[Text section start]
Abundance estimation #277

meriops · 2023-11-19T11:40:44Z

meriops
Nov 19, 2023

Hi everyone,

We are trying to estimate the abundance of a group-living species in a fairly
large (~ 13000 km2) area, with repeated surveys (ie 6 counts in a day) at 101 points.

There aren't that many observations to work with though, with ~ 50 to ~ 120 (or ~ 300 to ~ 750 individuals) observed at each survey.

The model is fairly simple, with group_size modeled with a negative binomial
distribution, and for now, an intercept-only model with a spatial component to account for location
of observations, and a temporal component to account for repeated surveys, and because it is
kind of required by the get_index() function.

The model seems to fit reasonably well, and the sanity and residuals checks are OK.

I have 2 question (maybe for now) :

Not all points were surveyed 6 times. Is this already and properly 'accounted for' through the varying intercept by survey (ie through the temporal component of the model)? Or should I also use the actual number of surveys per point as an ofset?
As far as I understand in this context, the estimate provided by get_index() for each survey (time slice) is the abundance over the 'study area' as defined by the mesh. Before today, this estimate seemed to be extremely dependent on the cell size of the prediction grid. I had results ranging from small but sensical, to nonsensical crazy high estimates. Why would this estimate be so dependent on grid size, and what what would be the best way to find the "correct" grid size?

Disclaimer: as I am trying again now, this estimate seems much more stable across different grid sizes. I was likely doing something wrong, and this second question may not be relevant anymore. Please let me know if this is the case...

Thank you in advance for your help.

Olivier

seananderson · 2023-11-22T02:19:44Z

seananderson
Nov 22, 2023
Maintainer

Hi Olivier,

and a temporal component to account for repeated surveys, and because it is
kind of required by the get_index() function.

You need to specify the time argument so that get_index() knows what to group the abundance over, but you can leave spatiotemporal = "off" to skip the spatiotemporal random effects if you want. You could choose to have the time component be only in the fixed effects and/or in the time_varying component and/or in a s() smoother.

Not all points were surveyed 6 times. Is this already and properly 'accounted for' through the varying intercept by survey (ie through the temporal component of the model)? Or should I also use the actual number of surveys per point as an ofset?

I'm a bit confused about the setup. What is the unit of time in your index calculation? Day? Something longer? I don't think you'd want this as an offset, unless this is your measure of effort and you're summing your survey observations. The offset would be the (log) measure of effort for a given observation. E.g., (log) hours surveyed, assuming your response is the count and not already the ratio of count to effort. It is possible you would want a random intercept or something in time-varying to account for observations from the same 'survey' being correlated with each other, but again, I'm not sure I understand the setup. It's fine for some sites to have more observations than others (technically as long as your choice of where to sample isn't being driven by the underlying abundance dynamics themselves).
[Text section end]
[Supplied entries start]
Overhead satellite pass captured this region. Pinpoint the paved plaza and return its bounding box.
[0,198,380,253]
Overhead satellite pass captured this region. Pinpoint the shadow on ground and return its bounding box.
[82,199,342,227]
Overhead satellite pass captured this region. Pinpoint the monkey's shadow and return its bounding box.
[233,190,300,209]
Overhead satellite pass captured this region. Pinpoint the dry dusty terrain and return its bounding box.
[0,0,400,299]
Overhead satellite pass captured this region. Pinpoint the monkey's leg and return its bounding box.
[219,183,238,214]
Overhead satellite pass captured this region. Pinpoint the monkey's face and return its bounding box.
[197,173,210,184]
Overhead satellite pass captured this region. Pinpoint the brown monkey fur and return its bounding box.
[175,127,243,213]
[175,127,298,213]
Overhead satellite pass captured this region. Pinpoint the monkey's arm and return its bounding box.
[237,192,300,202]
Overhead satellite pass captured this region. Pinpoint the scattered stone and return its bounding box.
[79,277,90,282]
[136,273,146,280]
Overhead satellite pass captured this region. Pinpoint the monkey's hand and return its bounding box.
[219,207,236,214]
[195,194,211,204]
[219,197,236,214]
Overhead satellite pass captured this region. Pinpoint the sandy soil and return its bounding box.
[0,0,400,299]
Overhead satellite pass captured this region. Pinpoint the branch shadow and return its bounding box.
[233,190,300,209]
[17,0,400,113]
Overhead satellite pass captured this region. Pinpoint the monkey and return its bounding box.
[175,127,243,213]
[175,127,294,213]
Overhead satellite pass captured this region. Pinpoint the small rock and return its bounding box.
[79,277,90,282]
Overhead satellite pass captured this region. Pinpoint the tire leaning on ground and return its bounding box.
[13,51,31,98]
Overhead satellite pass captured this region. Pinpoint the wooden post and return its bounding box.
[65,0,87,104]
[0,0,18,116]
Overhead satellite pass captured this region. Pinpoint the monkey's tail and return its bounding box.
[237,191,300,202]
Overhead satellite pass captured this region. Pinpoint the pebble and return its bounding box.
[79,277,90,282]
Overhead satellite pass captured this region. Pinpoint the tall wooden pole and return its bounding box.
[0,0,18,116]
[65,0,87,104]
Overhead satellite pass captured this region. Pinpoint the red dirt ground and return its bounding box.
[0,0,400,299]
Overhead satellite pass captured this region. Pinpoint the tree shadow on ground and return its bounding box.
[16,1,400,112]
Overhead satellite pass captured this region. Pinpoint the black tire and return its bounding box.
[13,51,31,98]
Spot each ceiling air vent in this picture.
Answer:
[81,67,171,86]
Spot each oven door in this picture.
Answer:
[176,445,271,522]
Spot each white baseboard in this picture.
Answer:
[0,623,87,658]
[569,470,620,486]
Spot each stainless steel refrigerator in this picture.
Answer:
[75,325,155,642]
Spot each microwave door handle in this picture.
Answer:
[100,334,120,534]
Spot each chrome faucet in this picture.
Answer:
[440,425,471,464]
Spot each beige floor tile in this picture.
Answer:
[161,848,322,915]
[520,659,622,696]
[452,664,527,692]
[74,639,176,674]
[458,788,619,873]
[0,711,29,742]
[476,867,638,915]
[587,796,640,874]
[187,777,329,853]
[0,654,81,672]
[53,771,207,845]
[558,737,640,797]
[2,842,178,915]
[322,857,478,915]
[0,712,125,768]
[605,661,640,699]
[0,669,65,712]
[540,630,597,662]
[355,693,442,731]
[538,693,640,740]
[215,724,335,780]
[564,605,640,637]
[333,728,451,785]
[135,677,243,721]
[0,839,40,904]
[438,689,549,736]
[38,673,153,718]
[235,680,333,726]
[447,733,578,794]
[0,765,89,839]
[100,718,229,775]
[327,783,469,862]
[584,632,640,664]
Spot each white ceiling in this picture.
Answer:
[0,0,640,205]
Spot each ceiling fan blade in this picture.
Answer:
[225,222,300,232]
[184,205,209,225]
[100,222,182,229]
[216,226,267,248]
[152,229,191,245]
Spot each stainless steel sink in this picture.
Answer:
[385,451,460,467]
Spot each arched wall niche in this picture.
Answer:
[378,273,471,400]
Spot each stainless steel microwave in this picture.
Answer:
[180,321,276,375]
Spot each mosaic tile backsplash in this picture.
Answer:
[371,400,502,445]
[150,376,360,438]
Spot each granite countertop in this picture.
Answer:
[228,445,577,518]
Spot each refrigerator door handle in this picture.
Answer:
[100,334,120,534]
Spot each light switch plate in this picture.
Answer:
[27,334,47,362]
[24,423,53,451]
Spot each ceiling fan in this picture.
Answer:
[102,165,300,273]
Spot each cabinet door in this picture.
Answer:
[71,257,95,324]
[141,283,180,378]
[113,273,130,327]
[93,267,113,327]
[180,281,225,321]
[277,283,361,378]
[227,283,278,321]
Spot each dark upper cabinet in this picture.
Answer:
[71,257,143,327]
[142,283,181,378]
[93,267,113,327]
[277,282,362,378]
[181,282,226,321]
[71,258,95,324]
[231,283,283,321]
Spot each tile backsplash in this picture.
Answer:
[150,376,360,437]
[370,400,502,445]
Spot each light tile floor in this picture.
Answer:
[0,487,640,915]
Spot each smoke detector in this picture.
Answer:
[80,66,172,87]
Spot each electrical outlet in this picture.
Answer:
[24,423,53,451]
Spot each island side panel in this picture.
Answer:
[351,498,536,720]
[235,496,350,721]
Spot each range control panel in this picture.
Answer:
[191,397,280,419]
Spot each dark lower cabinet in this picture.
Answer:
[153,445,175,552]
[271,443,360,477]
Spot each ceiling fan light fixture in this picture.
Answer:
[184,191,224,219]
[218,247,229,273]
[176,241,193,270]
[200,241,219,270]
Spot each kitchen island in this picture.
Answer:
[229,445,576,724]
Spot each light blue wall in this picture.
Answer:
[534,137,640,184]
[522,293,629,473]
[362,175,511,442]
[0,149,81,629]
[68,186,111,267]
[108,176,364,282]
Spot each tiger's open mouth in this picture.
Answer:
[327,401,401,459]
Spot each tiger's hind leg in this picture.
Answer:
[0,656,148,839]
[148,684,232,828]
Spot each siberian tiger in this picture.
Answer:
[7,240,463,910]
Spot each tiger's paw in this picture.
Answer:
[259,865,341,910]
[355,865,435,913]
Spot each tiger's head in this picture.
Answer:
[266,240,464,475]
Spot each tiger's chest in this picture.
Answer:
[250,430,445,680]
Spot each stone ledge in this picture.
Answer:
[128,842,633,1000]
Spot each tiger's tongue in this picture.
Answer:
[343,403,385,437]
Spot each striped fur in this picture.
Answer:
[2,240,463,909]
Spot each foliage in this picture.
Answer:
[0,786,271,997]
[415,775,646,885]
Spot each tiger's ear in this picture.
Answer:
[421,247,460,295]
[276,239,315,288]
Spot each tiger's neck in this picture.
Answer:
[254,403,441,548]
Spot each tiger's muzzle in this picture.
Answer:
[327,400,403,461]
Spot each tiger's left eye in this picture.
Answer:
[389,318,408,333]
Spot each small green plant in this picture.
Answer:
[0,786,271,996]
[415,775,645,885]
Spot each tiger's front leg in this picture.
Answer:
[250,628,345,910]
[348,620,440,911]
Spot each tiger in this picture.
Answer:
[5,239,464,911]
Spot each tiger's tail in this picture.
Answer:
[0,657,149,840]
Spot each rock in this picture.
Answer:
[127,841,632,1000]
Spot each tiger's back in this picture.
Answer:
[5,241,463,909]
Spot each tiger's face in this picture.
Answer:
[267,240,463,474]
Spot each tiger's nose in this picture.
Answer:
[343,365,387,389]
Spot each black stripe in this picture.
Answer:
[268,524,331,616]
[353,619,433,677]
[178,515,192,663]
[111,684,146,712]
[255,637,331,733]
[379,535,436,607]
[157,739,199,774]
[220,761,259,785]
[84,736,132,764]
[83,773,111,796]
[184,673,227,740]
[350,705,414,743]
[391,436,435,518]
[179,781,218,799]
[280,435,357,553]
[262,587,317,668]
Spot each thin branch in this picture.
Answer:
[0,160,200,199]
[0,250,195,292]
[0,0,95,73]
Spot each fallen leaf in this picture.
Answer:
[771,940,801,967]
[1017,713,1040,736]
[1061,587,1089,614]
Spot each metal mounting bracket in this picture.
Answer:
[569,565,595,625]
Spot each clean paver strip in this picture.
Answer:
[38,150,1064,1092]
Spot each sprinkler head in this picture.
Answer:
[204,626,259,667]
[Supplied entries end]
* _What is required_:
Carry on with the forum thread on abundance estimation, starting right after its final sentence.

* _The response_:
As far as I understand in this context, the estimate provided by get_index() for each survey (time slice) is the abundance over the 'study area' as defined by the mesh.

As defined by the 'grid' (or similar) supplied to newdata when you predict from your model. The mesh gets you from the random effects to the data and from the random effects to the grid/newdata via bilinear interpolation.

Before today, this estimate seemed to be extremely dependent on the cell size of the prediction grid. I had results ranging from small but sensical, to nonsensical crazy high estimates. Why would this estimate be so dependent on grid size, and what what would be the best way to find the "correct" grid size?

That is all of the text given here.